→ **Tasks to complete**:
1. Please reproduce the passage on the Levelers word for word, beginning at the words "If, then, Marx" and stopping after "such a constitution.".
2. Give the rows as a Markdown table with the columns No. and Line, starting at the first row and stopping after the line that has "(1073, 325)". Leave out blank lines and pictures.

Finally on December 10, Marx, in a letter to Engels, showed the thoroughness with which he had applied himself to the question. In the course of a masterly page he reviews the long centuries of the Irish connection with England and draws his conclusions for the struggle which was raging at the time. He repeats: “The English reaction in England had its roots (as in Cromwell’s time) in the subjugation of Ireland.”
If, then, Marx and Engels recognized that the demands of the Levelers were in advance of their time they did not by any means think that the continuation of the republic was impossible. Many republics have existed for long years without carrying out the extreme demands of the masses. The issue in 1649 was a military dictatorship or a popular constitution. The Levelers wanted a constitution based upon manhood suffrage. They wanted this draft constitution taken to the people by means of petitions spread throughout the breadth and length of the country, which the people could sign and thereby ratify their government as emanating from themselves. The struggle over the army was the struggle as to whether it would be used on behalf of the military dictatorship or on behalf of such a constitution.
The mutinies in the army revolved precisely around Cromwell’s attempt to despatch the revolutionary elements to Ireland. It was by grants of Irish land that Cromwell corrupted some of his opponents. The bogey of a Catholic-dominated Ireland was an important part of his propaganda. Lilburne had been repeatedly right against Cromwell in their previous disputes. Now in August 1649, after the Levelers had been defeated in May, Lilburne told him that if he continued with the military dictatorship, the restoration of the monarchy was inevitable: democracy alone could save the new liberties. It is obvious that you cannot dismiss the Levelers by saying that they were before their time. Marx and Engels and modern research both show how unhistorical is such an attitude.

→ **Data section**:

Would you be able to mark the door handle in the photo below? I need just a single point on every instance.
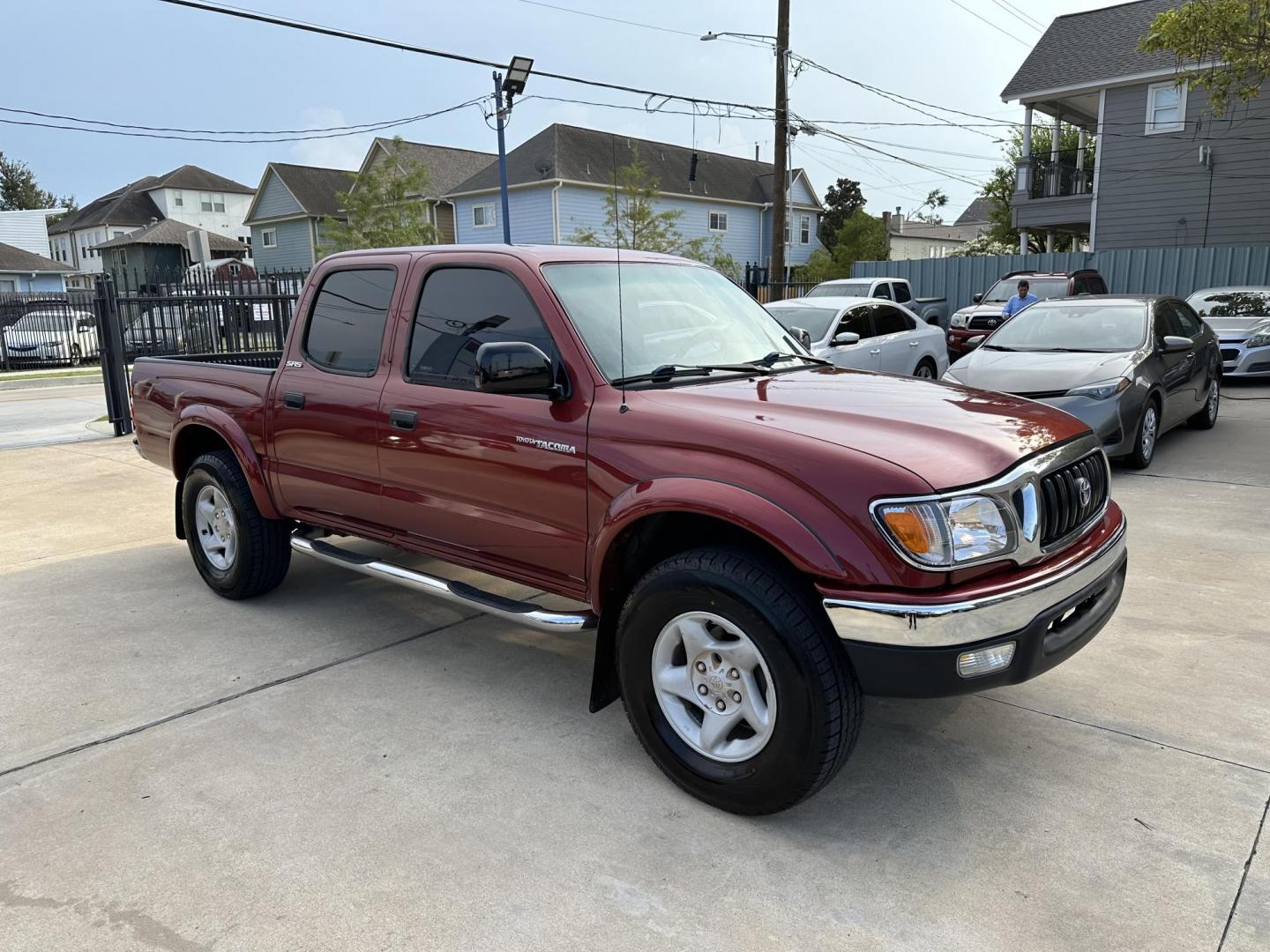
(403, 419)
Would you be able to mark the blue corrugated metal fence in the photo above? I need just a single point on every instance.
(1129, 271)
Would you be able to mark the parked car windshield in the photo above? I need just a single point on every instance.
(1231, 303)
(857, 288)
(814, 320)
(1042, 287)
(669, 315)
(1073, 325)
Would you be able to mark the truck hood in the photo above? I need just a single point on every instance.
(947, 435)
(1024, 372)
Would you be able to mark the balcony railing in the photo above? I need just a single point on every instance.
(1071, 175)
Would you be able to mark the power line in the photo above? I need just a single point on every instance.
(984, 19)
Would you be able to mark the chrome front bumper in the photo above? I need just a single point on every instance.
(964, 622)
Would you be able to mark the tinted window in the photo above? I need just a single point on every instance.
(460, 310)
(346, 326)
(856, 322)
(891, 320)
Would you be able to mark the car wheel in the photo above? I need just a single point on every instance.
(733, 681)
(1206, 418)
(1148, 432)
(238, 551)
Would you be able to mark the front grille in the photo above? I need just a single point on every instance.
(1062, 508)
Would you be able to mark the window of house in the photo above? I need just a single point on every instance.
(346, 325)
(461, 309)
(1166, 108)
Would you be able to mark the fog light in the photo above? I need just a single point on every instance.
(984, 660)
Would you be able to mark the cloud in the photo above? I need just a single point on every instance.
(340, 152)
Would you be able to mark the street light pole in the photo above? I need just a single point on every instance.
(776, 274)
(502, 156)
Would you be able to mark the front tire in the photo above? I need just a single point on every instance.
(238, 551)
(733, 681)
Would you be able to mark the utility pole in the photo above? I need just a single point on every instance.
(780, 175)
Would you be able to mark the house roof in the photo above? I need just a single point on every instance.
(314, 188)
(172, 233)
(446, 167)
(1090, 48)
(199, 181)
(978, 212)
(591, 155)
(132, 204)
(14, 259)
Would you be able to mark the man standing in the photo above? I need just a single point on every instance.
(1019, 301)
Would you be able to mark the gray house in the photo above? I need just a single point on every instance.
(288, 211)
(1165, 173)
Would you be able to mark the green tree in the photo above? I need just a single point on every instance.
(632, 219)
(1235, 33)
(19, 190)
(841, 201)
(385, 210)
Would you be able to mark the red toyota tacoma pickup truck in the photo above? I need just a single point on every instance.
(757, 539)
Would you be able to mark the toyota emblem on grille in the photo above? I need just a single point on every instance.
(1085, 490)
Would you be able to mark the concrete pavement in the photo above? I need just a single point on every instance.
(342, 764)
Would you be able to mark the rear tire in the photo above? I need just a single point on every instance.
(238, 551)
(684, 620)
(1206, 418)
(1146, 437)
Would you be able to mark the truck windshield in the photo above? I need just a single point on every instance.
(669, 315)
(1068, 325)
(1042, 287)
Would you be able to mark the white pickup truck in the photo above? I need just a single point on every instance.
(932, 310)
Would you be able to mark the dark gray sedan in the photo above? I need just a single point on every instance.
(1129, 367)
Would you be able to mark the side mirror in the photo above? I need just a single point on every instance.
(514, 367)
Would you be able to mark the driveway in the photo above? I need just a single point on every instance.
(347, 766)
(38, 413)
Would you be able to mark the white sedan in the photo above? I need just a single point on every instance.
(868, 334)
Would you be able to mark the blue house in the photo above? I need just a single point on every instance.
(557, 182)
(288, 211)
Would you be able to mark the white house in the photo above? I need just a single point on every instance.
(188, 195)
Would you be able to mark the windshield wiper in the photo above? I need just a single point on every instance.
(669, 371)
(776, 357)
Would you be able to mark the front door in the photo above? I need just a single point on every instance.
(498, 479)
(326, 394)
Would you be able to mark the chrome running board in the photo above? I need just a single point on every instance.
(455, 591)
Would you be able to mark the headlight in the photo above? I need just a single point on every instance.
(1102, 389)
(950, 532)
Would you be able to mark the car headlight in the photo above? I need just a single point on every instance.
(1102, 389)
(950, 532)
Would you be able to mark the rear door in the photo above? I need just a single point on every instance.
(325, 398)
(497, 479)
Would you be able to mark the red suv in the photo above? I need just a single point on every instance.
(984, 315)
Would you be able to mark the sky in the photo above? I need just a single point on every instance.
(145, 63)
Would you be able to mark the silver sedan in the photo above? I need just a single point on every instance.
(868, 334)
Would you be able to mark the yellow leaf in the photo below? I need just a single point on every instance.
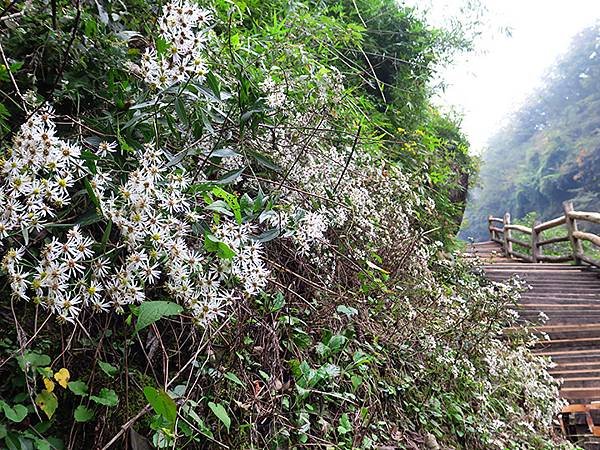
(62, 376)
(49, 384)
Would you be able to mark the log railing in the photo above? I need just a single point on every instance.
(501, 231)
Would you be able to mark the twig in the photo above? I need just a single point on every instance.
(348, 160)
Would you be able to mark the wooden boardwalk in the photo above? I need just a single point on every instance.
(562, 303)
(569, 296)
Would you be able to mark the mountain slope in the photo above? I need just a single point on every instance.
(550, 150)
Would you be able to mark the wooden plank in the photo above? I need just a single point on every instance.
(594, 239)
(550, 224)
(555, 259)
(585, 215)
(554, 240)
(536, 249)
(572, 228)
(520, 255)
(520, 228)
(587, 259)
(519, 242)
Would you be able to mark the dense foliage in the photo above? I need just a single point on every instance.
(550, 150)
(223, 225)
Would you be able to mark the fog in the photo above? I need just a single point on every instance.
(489, 83)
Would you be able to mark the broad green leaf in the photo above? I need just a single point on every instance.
(108, 369)
(42, 444)
(230, 176)
(150, 312)
(83, 414)
(219, 411)
(212, 244)
(78, 387)
(107, 397)
(62, 377)
(348, 310)
(161, 403)
(15, 414)
(233, 377)
(47, 402)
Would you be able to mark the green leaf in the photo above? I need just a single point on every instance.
(15, 414)
(161, 403)
(83, 414)
(180, 110)
(233, 377)
(212, 244)
(219, 411)
(33, 359)
(230, 176)
(108, 369)
(47, 402)
(150, 312)
(348, 310)
(356, 381)
(42, 444)
(231, 201)
(77, 387)
(107, 397)
(345, 426)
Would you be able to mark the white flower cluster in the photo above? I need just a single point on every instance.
(184, 28)
(156, 218)
(159, 244)
(275, 93)
(36, 176)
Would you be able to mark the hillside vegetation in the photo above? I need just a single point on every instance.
(229, 224)
(549, 151)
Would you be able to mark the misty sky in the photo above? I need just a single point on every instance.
(490, 83)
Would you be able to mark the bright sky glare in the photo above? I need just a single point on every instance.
(487, 85)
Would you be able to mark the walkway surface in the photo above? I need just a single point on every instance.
(570, 297)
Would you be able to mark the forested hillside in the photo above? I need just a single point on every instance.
(229, 224)
(549, 151)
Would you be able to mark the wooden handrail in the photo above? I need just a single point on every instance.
(520, 228)
(503, 236)
(584, 215)
(550, 224)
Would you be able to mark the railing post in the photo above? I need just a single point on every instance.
(571, 228)
(536, 250)
(507, 235)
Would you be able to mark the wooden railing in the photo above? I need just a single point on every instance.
(501, 231)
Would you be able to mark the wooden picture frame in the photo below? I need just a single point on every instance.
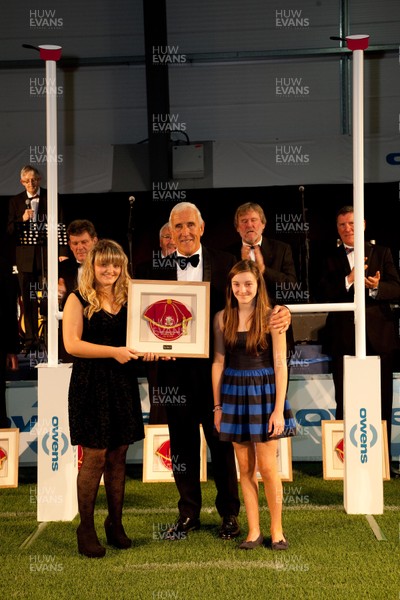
(157, 463)
(9, 457)
(333, 450)
(284, 459)
(169, 318)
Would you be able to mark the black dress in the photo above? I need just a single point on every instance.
(248, 396)
(103, 400)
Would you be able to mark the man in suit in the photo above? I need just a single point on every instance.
(9, 333)
(190, 380)
(81, 236)
(274, 258)
(382, 286)
(27, 214)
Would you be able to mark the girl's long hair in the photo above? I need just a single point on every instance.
(256, 340)
(104, 252)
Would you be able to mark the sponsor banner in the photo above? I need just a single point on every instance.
(311, 398)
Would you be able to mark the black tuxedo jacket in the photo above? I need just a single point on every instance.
(27, 258)
(216, 266)
(279, 267)
(8, 311)
(380, 330)
(68, 270)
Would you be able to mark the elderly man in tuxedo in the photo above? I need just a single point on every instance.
(382, 286)
(27, 213)
(273, 257)
(193, 261)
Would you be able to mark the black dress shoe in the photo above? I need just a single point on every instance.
(281, 545)
(251, 545)
(181, 528)
(116, 535)
(229, 528)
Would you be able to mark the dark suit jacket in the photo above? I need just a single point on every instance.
(279, 267)
(27, 258)
(216, 266)
(8, 310)
(68, 270)
(380, 330)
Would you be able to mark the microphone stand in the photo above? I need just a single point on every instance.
(130, 235)
(306, 244)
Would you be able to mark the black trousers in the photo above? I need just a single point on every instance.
(185, 387)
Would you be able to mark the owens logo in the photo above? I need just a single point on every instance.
(55, 443)
(366, 438)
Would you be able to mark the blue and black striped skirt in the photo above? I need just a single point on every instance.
(248, 399)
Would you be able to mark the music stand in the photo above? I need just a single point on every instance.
(35, 234)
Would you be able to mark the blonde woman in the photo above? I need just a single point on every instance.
(104, 404)
(249, 376)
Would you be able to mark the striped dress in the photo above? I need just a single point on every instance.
(248, 396)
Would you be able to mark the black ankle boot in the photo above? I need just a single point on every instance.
(88, 542)
(116, 535)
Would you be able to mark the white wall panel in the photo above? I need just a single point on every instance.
(85, 28)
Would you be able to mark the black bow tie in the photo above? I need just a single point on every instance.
(183, 261)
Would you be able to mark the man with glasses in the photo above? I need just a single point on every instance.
(27, 214)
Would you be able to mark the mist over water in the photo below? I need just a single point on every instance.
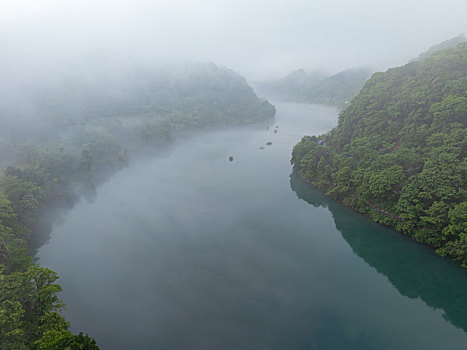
(193, 251)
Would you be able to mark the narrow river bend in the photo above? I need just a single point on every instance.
(192, 251)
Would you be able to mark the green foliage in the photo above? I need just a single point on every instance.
(398, 152)
(148, 108)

→ **Task-by-task solutions**:
1.
If, then, Marx and Engels recognized that the demands of the Levelers were in advance of their time they did not by any means think that the continuation of the republic was impossible. Many republics have existed for long years without carrying out the extreme demands of the masses. The issue in 1649 was a military dictatorship or a popular constitution. The Levelers wanted a constitution based upon manhood suffrage. They wanted this draft constitution taken to the people by means of petitions spread throughout the breadth and length of the country, which the people could sign and thereby ratify their government as emanating from themselves. The struggle over the army was the struggle as to whether it would be used on behalf of the military dictatorship or on behalf of such a constitution.

2.
| No. | Line |
|---|---|
| 1 | Would you be able to mark the door handle in the photo below? I need just a single point on every instance. |
| 2 | (403, 419) |
| 3 | Would you be able to mark the blue corrugated metal fence in the photo above? I need just a single point on every instance. |
| 4 | (1129, 271) |
| 5 | Would you be able to mark the parked car windshield in the photo above? I need just a single point on every instance. |
| 6 | (1231, 303) |
| 7 | (857, 288) |
| 8 | (814, 320) |
| 9 | (1042, 287) |
| 10 | (669, 315) |
| 11 | (1073, 325) |